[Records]
--

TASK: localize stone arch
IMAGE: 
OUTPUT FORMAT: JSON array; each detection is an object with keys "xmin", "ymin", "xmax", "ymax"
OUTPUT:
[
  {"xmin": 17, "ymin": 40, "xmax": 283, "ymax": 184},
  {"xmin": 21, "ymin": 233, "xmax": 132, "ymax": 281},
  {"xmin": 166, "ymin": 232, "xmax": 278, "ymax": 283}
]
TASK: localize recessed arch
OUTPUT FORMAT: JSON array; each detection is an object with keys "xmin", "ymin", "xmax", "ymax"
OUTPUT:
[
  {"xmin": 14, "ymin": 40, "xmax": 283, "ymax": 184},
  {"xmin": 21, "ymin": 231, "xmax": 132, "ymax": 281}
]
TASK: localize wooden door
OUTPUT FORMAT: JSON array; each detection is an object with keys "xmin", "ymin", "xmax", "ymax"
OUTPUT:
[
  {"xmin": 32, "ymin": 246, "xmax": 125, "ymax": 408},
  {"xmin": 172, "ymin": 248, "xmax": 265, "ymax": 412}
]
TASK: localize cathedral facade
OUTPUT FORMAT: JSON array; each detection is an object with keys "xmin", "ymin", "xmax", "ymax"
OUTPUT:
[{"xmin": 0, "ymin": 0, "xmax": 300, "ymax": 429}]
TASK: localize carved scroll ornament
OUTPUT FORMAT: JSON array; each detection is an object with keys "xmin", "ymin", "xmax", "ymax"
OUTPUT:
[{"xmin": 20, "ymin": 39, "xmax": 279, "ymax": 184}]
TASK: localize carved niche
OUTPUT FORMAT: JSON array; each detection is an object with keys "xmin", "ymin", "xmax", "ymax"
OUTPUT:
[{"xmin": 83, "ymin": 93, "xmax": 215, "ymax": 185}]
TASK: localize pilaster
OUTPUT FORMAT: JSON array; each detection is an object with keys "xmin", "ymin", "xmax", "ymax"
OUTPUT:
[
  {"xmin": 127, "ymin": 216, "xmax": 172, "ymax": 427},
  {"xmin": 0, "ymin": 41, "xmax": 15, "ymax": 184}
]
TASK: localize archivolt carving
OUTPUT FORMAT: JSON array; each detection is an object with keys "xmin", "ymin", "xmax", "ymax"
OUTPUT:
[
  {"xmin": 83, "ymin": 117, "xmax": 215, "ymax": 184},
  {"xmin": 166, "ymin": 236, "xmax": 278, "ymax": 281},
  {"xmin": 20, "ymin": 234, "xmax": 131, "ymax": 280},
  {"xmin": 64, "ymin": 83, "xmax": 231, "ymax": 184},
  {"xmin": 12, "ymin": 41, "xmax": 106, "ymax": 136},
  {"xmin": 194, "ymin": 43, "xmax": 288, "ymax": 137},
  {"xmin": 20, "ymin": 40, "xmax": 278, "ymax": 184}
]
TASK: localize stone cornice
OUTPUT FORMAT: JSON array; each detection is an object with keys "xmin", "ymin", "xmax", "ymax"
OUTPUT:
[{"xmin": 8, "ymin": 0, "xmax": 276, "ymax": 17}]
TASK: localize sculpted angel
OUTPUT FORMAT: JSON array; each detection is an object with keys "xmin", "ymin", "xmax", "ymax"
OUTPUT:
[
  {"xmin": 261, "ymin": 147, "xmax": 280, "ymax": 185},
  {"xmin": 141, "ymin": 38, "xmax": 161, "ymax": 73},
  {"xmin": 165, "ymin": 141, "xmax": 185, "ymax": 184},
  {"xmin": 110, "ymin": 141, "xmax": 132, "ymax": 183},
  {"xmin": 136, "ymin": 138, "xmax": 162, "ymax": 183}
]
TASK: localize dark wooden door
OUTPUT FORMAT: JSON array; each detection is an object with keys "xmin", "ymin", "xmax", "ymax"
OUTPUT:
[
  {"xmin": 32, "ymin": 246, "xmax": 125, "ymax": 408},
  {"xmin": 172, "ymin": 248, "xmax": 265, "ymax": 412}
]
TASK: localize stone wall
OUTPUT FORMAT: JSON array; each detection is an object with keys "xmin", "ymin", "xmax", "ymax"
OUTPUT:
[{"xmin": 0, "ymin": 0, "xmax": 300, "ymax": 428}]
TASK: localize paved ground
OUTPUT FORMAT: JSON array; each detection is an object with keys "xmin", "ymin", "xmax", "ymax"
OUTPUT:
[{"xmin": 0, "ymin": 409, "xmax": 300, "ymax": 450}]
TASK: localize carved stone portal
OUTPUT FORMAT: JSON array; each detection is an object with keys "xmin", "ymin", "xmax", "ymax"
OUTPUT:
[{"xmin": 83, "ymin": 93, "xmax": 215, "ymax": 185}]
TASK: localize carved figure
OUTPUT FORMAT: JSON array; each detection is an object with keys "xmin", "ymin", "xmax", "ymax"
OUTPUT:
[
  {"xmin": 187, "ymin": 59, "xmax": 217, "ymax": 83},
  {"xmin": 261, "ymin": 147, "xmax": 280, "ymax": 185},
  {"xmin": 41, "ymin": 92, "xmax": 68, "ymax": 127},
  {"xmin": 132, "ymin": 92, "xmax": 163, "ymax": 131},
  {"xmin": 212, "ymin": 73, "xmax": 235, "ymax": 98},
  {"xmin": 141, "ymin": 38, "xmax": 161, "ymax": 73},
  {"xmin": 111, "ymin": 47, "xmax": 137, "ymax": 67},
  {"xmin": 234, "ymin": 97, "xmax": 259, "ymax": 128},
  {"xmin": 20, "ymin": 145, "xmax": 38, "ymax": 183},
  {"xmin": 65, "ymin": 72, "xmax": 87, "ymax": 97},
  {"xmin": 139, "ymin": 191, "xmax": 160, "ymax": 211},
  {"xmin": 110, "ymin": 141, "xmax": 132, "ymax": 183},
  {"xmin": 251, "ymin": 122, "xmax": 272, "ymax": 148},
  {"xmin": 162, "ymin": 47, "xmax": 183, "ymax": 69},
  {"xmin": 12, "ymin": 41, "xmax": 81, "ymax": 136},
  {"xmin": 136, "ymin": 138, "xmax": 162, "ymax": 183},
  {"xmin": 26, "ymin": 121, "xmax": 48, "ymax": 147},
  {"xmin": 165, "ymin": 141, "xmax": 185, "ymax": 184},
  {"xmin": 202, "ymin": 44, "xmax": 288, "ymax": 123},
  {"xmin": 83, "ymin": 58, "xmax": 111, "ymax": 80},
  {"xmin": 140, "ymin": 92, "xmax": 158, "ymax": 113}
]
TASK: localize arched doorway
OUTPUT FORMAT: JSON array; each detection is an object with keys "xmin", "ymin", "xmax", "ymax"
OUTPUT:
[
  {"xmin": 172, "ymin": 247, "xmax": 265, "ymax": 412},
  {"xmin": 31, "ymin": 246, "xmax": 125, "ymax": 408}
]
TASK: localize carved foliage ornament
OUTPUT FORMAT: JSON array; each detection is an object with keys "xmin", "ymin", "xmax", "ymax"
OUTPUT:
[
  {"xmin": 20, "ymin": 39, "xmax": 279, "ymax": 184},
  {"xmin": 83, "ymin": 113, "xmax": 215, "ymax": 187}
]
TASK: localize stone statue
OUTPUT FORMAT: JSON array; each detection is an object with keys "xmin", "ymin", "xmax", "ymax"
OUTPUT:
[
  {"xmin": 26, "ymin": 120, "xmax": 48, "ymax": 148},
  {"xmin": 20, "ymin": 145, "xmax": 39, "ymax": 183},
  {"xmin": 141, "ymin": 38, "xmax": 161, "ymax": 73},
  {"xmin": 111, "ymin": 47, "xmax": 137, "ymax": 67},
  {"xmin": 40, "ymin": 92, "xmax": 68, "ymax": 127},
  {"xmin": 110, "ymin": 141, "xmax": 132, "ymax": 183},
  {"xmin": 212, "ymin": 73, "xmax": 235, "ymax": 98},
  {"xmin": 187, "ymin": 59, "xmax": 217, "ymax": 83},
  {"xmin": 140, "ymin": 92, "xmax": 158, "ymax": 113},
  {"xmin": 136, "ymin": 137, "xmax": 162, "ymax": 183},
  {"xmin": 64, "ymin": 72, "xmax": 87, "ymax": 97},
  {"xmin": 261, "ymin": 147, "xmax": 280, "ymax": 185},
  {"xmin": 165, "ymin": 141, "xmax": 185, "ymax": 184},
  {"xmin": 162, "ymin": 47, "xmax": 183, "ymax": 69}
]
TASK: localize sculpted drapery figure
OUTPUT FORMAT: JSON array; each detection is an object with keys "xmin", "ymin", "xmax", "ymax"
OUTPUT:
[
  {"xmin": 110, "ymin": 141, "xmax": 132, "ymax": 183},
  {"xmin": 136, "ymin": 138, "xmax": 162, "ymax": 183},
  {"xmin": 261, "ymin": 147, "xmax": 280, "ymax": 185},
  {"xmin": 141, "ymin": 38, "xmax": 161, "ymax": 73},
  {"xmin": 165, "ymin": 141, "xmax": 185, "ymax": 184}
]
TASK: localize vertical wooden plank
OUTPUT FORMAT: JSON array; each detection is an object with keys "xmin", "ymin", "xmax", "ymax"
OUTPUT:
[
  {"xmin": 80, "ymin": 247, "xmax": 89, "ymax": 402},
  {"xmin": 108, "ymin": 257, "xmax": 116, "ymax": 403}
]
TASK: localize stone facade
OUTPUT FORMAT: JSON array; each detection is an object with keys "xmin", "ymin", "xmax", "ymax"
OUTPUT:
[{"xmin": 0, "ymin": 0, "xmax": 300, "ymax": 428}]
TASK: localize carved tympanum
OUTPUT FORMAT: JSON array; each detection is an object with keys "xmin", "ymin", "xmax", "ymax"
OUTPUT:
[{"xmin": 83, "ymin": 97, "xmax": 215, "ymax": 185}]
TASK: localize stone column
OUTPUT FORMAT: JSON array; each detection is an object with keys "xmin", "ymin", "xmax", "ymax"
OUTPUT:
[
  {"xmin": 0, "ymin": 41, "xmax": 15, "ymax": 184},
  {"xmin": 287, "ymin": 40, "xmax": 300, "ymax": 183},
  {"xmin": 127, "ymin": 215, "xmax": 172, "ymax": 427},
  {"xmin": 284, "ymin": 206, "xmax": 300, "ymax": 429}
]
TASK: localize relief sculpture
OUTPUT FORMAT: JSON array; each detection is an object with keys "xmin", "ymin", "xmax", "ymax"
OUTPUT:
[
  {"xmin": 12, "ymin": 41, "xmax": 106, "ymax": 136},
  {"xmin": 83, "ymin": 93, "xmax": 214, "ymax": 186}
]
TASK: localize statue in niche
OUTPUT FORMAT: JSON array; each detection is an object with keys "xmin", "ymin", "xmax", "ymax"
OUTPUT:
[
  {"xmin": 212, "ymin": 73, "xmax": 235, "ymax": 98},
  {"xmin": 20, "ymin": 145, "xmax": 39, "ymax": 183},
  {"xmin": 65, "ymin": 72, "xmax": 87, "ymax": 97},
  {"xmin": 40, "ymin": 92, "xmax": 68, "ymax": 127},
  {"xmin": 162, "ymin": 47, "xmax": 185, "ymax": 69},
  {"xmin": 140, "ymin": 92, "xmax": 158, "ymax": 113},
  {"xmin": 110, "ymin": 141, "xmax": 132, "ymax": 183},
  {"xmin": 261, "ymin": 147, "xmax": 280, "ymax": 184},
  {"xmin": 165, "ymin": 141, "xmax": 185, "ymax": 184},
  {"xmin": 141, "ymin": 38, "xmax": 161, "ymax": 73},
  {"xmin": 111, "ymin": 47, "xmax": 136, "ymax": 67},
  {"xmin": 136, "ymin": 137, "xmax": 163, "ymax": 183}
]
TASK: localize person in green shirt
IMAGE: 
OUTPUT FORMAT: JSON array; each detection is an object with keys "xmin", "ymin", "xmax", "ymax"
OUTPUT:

--

INSTRUCTIONS TO FOLLOW:
Starting at the line that contains "TASK: localize relief sculpture", output each remaining line of the listing, the last line included, exactly as it appears.

EXERCISE RESULT:
TASK: localize relief sculpture
OUTPUT FORMAT: JSON array; each detection is an object with keys "xmin", "ymin", "xmax", "ymax"
OUTPUT:
[
  {"xmin": 12, "ymin": 41, "xmax": 106, "ymax": 136},
  {"xmin": 83, "ymin": 93, "xmax": 214, "ymax": 186}
]
TASK: localize statue in niche
OUTPUT FORMAT: JSON array; each detection is an object with keys "xmin", "ymin", "xmax", "ymax"
OUTPUT:
[
  {"xmin": 212, "ymin": 73, "xmax": 235, "ymax": 98},
  {"xmin": 20, "ymin": 145, "xmax": 39, "ymax": 183},
  {"xmin": 65, "ymin": 72, "xmax": 87, "ymax": 97},
  {"xmin": 40, "ymin": 92, "xmax": 68, "ymax": 127},
  {"xmin": 162, "ymin": 47, "xmax": 185, "ymax": 69},
  {"xmin": 140, "ymin": 92, "xmax": 158, "ymax": 113},
  {"xmin": 110, "ymin": 141, "xmax": 132, "ymax": 183},
  {"xmin": 261, "ymin": 147, "xmax": 280, "ymax": 184},
  {"xmin": 165, "ymin": 141, "xmax": 185, "ymax": 184},
  {"xmin": 141, "ymin": 38, "xmax": 161, "ymax": 73},
  {"xmin": 111, "ymin": 47, "xmax": 136, "ymax": 67},
  {"xmin": 136, "ymin": 137, "xmax": 163, "ymax": 183}
]
TASK: localize person in green shirt
IMAGE: 
OUTPUT FORMAT: JSON array; each detection is an object with keys "xmin", "ymin", "xmax", "ymax"
OUTPUT:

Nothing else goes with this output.